[Exercise instructions]: Every entry below should appear in the answer exactly as written, apart from the pictures.

[Data shown]:
======

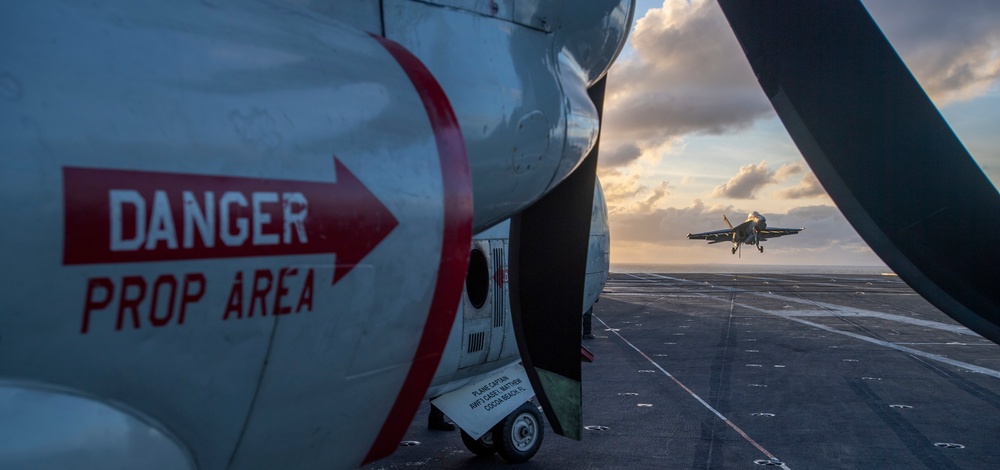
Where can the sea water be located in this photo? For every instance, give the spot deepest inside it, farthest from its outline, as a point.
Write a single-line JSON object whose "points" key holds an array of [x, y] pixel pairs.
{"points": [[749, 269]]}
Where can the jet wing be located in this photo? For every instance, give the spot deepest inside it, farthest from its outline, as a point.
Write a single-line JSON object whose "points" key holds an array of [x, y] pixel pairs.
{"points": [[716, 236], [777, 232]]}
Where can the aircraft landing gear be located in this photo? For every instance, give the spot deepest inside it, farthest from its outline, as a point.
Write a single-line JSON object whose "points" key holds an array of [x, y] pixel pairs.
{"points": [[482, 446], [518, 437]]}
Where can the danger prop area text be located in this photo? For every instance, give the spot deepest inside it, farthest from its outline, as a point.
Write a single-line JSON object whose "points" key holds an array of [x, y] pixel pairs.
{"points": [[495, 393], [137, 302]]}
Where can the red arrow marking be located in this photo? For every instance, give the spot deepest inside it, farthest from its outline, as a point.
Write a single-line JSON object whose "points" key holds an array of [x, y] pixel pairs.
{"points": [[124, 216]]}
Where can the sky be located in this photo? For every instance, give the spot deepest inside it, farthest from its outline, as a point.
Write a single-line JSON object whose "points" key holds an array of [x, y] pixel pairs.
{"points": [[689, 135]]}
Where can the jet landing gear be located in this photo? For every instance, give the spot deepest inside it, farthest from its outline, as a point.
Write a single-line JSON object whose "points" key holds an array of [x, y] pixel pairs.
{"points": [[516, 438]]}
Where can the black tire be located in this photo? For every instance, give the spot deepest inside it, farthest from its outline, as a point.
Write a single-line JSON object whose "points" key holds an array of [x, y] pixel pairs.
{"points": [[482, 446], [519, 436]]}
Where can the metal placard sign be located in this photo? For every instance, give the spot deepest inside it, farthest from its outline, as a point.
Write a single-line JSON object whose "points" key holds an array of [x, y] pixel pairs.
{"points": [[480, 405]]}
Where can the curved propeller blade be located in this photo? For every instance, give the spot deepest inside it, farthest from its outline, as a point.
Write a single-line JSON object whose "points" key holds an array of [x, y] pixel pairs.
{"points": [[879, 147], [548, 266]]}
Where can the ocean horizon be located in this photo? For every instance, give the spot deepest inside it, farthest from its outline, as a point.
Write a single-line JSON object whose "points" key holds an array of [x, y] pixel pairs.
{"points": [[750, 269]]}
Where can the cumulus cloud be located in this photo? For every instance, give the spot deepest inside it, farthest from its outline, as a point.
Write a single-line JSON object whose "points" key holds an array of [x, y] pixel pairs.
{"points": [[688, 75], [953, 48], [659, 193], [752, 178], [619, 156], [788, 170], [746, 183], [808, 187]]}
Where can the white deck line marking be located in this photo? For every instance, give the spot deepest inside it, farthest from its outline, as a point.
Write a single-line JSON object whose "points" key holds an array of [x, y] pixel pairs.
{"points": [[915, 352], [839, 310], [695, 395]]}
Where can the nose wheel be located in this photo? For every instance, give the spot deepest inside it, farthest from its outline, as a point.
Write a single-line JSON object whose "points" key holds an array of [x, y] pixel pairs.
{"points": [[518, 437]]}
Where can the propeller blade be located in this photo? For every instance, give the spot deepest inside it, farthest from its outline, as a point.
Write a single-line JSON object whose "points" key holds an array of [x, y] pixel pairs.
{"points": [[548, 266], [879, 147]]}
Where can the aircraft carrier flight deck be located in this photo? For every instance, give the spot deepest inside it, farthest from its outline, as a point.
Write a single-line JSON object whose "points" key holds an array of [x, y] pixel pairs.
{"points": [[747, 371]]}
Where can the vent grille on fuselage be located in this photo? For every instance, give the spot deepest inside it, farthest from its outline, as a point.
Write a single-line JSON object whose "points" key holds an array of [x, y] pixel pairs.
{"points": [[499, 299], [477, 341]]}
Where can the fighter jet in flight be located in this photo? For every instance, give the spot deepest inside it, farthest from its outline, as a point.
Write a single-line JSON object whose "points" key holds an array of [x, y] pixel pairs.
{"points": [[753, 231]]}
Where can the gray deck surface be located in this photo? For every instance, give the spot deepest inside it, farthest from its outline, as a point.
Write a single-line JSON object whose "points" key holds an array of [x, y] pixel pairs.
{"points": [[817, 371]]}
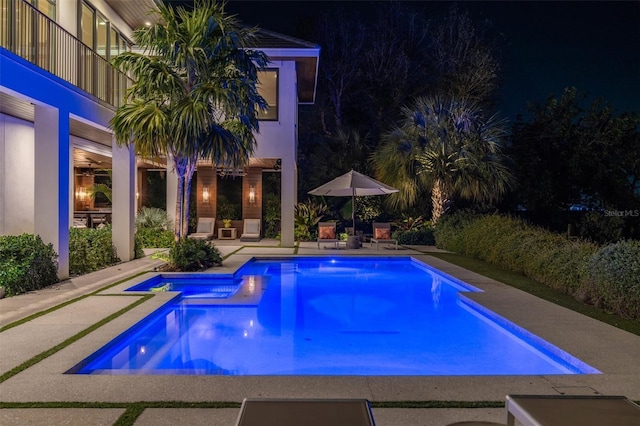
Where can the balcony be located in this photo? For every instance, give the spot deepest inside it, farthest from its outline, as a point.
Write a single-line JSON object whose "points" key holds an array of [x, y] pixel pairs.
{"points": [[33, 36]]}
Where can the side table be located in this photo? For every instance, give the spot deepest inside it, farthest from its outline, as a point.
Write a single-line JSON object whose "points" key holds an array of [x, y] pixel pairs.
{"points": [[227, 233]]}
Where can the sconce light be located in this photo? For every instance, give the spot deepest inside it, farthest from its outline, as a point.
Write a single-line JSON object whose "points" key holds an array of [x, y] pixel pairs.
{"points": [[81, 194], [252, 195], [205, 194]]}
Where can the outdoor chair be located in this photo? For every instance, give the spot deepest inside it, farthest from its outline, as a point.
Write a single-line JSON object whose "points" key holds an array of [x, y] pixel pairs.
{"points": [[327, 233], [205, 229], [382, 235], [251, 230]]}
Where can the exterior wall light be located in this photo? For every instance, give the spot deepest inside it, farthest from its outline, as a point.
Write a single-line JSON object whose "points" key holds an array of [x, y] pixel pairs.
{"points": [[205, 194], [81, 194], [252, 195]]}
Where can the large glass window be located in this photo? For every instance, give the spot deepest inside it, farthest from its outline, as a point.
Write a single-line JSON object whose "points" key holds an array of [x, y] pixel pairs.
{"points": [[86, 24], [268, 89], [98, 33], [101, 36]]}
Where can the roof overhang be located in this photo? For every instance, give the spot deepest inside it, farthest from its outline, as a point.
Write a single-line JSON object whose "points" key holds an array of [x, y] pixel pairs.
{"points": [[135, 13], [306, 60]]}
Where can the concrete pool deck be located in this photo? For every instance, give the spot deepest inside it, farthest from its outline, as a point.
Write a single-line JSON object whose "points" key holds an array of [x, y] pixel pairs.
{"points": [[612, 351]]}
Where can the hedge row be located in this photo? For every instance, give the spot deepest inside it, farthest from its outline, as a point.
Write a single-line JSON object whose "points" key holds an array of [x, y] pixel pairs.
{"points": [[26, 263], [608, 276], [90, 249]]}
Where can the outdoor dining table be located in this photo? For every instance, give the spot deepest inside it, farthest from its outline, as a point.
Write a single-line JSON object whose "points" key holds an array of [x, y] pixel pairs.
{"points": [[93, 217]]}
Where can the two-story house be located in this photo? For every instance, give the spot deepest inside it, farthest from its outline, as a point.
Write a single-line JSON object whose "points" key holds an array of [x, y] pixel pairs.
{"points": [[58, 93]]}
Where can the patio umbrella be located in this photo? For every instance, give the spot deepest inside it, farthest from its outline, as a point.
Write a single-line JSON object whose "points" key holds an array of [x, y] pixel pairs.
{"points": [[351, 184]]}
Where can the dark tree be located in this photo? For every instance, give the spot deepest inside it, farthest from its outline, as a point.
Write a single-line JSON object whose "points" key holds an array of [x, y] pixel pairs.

======

[Answer space]:
Where can the sea water be located in this photo? For every instance, give the spot deepest inside it, farthest from its outline, as a point.
Write a single-line JSON object whose "points" key holds an array of [x, y] pixel pairs.
{"points": [[749, 269]]}
Where can the jet wing be located in this photo? For every instance, give the spot deepest inside it, farthest from its outline, as a point.
Write a single-line JSON object whose "points" key holds an array of [x, y] pixel pairs.
{"points": [[716, 236], [777, 232]]}
Where can the aircraft landing gear be located in this photo? For every instance, give the spot deepest inside it, farthest from its outline, as a point.
Write a single-line JSON object whose "points" key holds an array of [x, y] pixel pairs.
{"points": [[482, 446], [518, 437]]}
Where can the danger prop area text be located in this photo? For every instance, give the spot deepest inside it, farthest from its outline, as a point.
Write a single-line JSON object whose "points" key holds an array of [x, y] pixel pairs.
{"points": [[495, 393], [137, 302]]}
Where can the red arrow marking be located in this photo? For every instance, give the spot deepest inside it, farthest from its outline, as a point.
Write a single-line JSON object whose "points" key holds an array of [x, y] pixel pairs.
{"points": [[124, 216]]}
Where can the sky be located in this photo? For every instance, give the spot deepest inside it, farthest from its outline, as a point.
Write a single-line JSON object whose "points" key holds an array of [x, y] pixel pairs.
{"points": [[689, 135]]}
Where can the jet landing gear be located in this photo? For every instance, give the spot deepest inside it, farthest from its outline, as a point.
Write a single-line JSON object whose "points" key holds an array of [x, y] pixel pairs.
{"points": [[516, 438]]}
Where can the black tire be located in this photo? For every instance, give the spot deepest inside it, farthest from its outline, as a point.
Write a single-line JSON object whose "points" key holds an array of [x, y] pixel pairs.
{"points": [[482, 446], [519, 436]]}
Where can the metal placard sign be located in this photo? For every instance, give the spot deepest inside it, farthest from its outline, as a point.
Write a single-line JSON object whose "points" key holds an array of [x, y] pixel pairs.
{"points": [[480, 405]]}
Where can the curved propeller blade be located in this photo? For every instance, give the spot deepest inside it, farthest from its outline, as a point.
Write a single-line JSON object whose "points" key holds an array of [x, y] pixel pairs.
{"points": [[879, 147], [548, 266]]}
Where can the ocean horizon be located in this photo? For every instance, give the spot deepest inside it, farthest from its outline, as a point.
Write a single-line JSON object whose "points" key holds an array of [x, y] pixel pairs.
{"points": [[750, 269]]}
Where can the cumulus cloud be located in this photo? For every instance, give the spot deepest inside it, farthest from its outline, as a point.
Write a single-line JSON object whose "points" key holds an array of [x, y] pixel pairs.
{"points": [[688, 75], [953, 48], [659, 193], [752, 178], [619, 156], [788, 170], [746, 183], [808, 187]]}
Where can the white deck line marking be located in this photo? For every instance, give the spot deepest inside it, farthest from its outline, as a point.
Write a single-line JSON object whose "points" key holds an array of [x, y] pixel pairs.
{"points": [[915, 352], [839, 310], [695, 395]]}
Where can the nose wheel be located in this photo? For every instance, give the spot deepest inside it, farthest from its outline, as a point.
Write a single-line JSON object whose "points" key holds an array of [x, y] pixel pairs.
{"points": [[518, 437]]}
Where can the propeller blade be located in this photo? For every instance, give the spot deepest inside it, farthest from its outline, as a point.
Write a single-line JSON object whose "points" key holds an array of [x, y] pixel pairs.
{"points": [[548, 266], [879, 147]]}
Where can the aircraft carrier flight deck be located in this photo? For every instance, give the spot deepest inside it, farthest from its outline, as a point.
Write a single-line JSON object whose "points" key holds an array of [x, y] pixel pairs.
{"points": [[747, 371]]}
Where can the vent grille on fuselage be located in this photo? For every instance, give the spot deepest inside it, farthest from its outline, as a point.
Write a single-line JSON object whose "points" key holds an array of [x, y] pixel pairs.
{"points": [[499, 299], [477, 341]]}
Where can the fighter jet in flight be located in this photo? For every instance, give the spot deepest inside it, farthest from its outline, as a point.
Write a single-line JSON object whose "points" key holds an array of [x, y] pixel pairs.
{"points": [[753, 231]]}
Where can the gray deck surface be located in this photo? For every instance, give the spot deepest inside it, farthest from its outline, as a point.
Write a single-line JSON object whose "points" key holds an array of [x, y] pixel pairs.
{"points": [[817, 371]]}
Where can the balcony be located in this photo? For every instance, give the spot deepest inside it, farthest from its outline, as a point.
Write a single-line JSON object whose "points" key holds an array of [x, y] pixel pairs.
{"points": [[33, 36]]}
Where can the side table be located in this photo? For every instance, give the spot deepest inside it, farthest from its outline, as a point.
Write a single-line JSON object whose "points" key holds an array of [x, y] pixel pairs.
{"points": [[227, 233]]}
Where can the sconce light be located in this photo? For every instance, give the spot deepest inside it, farthest from its outline, as a point.
Write a single-line JSON object whose "points" key holds an array of [x, y] pixel pairs.
{"points": [[81, 194], [252, 195], [205, 194]]}
Where can the outdoor chair be located in this photo? For every instance, give the spot deepest inside it, farthest from its outline, as a point.
Write a single-line JSON object whose "points" key holds an array of [x, y] pixel pairs.
{"points": [[327, 233], [205, 229], [382, 235], [251, 230]]}
Where can the exterior wall light be located in this photo? For every instance, give the spot deepest inside it, farthest from its outline, as a point.
Write a single-line JSON object whose "points" key holds an array of [x, y] pixel pairs.
{"points": [[205, 194], [81, 194], [252, 195]]}
Where can the large glass window be located in this photo? For every instance, give the spot deepest inside it, farthest from its outline, as a point.
Write a single-line JSON object whose "points" key holds an array of [x, y] pixel pairs.
{"points": [[86, 24], [268, 89], [98, 33], [101, 36]]}
Where can the roof overhang be located in this photo? For every instance, give the spot deepest inside it, farthest from its outline, as a point.
Write a single-line JSON object whose "points" key holds an array of [x, y] pixel pairs.
{"points": [[135, 13], [306, 60]]}
Where can the concrete pool deck be located in this photo? For every instance, give the spot deepest inside it, farthest from its outline, as a point.
Write a single-line JSON object whose "points" key holds an array of [x, y] pixel pairs.
{"points": [[612, 351]]}
Where can the hedge row be located in this photo? For every instance, give the spot deepest inside it, farthest from its outline, as a point.
Write a single-line JSON object whose "points" key holds an array of [x, y] pixel pairs.
{"points": [[26, 263], [608, 276], [90, 249]]}
Where can the outdoor dining table be located in this photo? For every instance, give the spot deepest inside it, farthest from its outline, as a point.
Write a single-line JSON object whose "points" key holds an array of [x, y] pixel pairs.
{"points": [[93, 217]]}
Where can the two-story house be located in this photo? For every instance, give the spot deepest inside it, farthest from its outline, as a point.
Write a single-line JSON object whose "points" key holds an array of [x, y] pixel pairs.
{"points": [[58, 93]]}
Where can the patio umbrella be located in this photo? For every instance, give the spot deepest inside it, farthest from its outline, as a point.
Write a single-line JSON object whose "points" key holds an array of [x, y] pixel pairs.
{"points": [[351, 184]]}
Where can the dark tree be located in this photo? For every instance, give the spot deepest inside it, farthest from its outline, as a point.
Write a single-line JSON object whose "points" key holds an array of [x, y] pixel pairs.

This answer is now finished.